**Data to use:**
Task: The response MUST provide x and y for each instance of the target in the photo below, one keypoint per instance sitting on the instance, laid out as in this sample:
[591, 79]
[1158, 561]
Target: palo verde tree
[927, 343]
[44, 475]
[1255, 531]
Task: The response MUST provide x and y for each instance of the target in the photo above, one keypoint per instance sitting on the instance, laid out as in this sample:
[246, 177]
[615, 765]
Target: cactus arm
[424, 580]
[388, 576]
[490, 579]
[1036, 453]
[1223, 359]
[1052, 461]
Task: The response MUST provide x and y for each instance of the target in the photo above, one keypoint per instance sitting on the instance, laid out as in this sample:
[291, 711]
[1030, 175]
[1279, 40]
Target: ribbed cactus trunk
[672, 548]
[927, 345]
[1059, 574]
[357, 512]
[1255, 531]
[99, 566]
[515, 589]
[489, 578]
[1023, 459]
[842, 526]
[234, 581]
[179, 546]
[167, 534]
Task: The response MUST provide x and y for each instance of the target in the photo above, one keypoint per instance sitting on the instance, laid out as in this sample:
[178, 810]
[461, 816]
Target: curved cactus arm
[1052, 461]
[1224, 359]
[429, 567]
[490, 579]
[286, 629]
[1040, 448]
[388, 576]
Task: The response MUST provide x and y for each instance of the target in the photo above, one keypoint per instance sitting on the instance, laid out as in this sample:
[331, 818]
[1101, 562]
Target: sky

**What is asked:**
Write out all of the entries above, line by line, with every character unchanged.

**Answer:**
Task: The response MUST provide x and y for each instance of the target in the photo below, one keypoint per instance sitting on the instance, laid out as in this sample:
[591, 79]
[1158, 561]
Target: palo verde tree
[927, 343]
[44, 475]
[1255, 531]
Task: The response MUST provide x and y for each instance of the target in the photo above, one keypoint per instance sitting on the instance, laid out as in this sample:
[246, 177]
[615, 765]
Target: cactus arm
[424, 580]
[388, 576]
[490, 579]
[1036, 453]
[1223, 359]
[1052, 461]
Task: The response MUST provide x and y for each instance of the target in the photo above, one keypoint per instance sitting on the instance, laid out as in this sample:
[291, 711]
[1030, 175]
[1279, 40]
Target: ribbed cactus trunk
[672, 548]
[927, 345]
[1059, 574]
[357, 512]
[1255, 531]
[99, 566]
[515, 589]
[489, 578]
[1023, 459]
[842, 526]
[234, 581]
[179, 546]
[167, 534]
Task: The response MUST provide x and y for each instance of the target in the photo above, one keypoint per instance sitting on the instance, laid out as in this sample:
[178, 810]
[461, 816]
Target: curved cactus arm
[1052, 461]
[1224, 359]
[429, 567]
[490, 579]
[286, 629]
[1040, 448]
[388, 576]
Task: The response MUST provide x and y for each instance of the target in the photo above, one keypoint per instance sitting on the instance, laid out as in this sample:
[331, 818]
[1101, 562]
Target: sky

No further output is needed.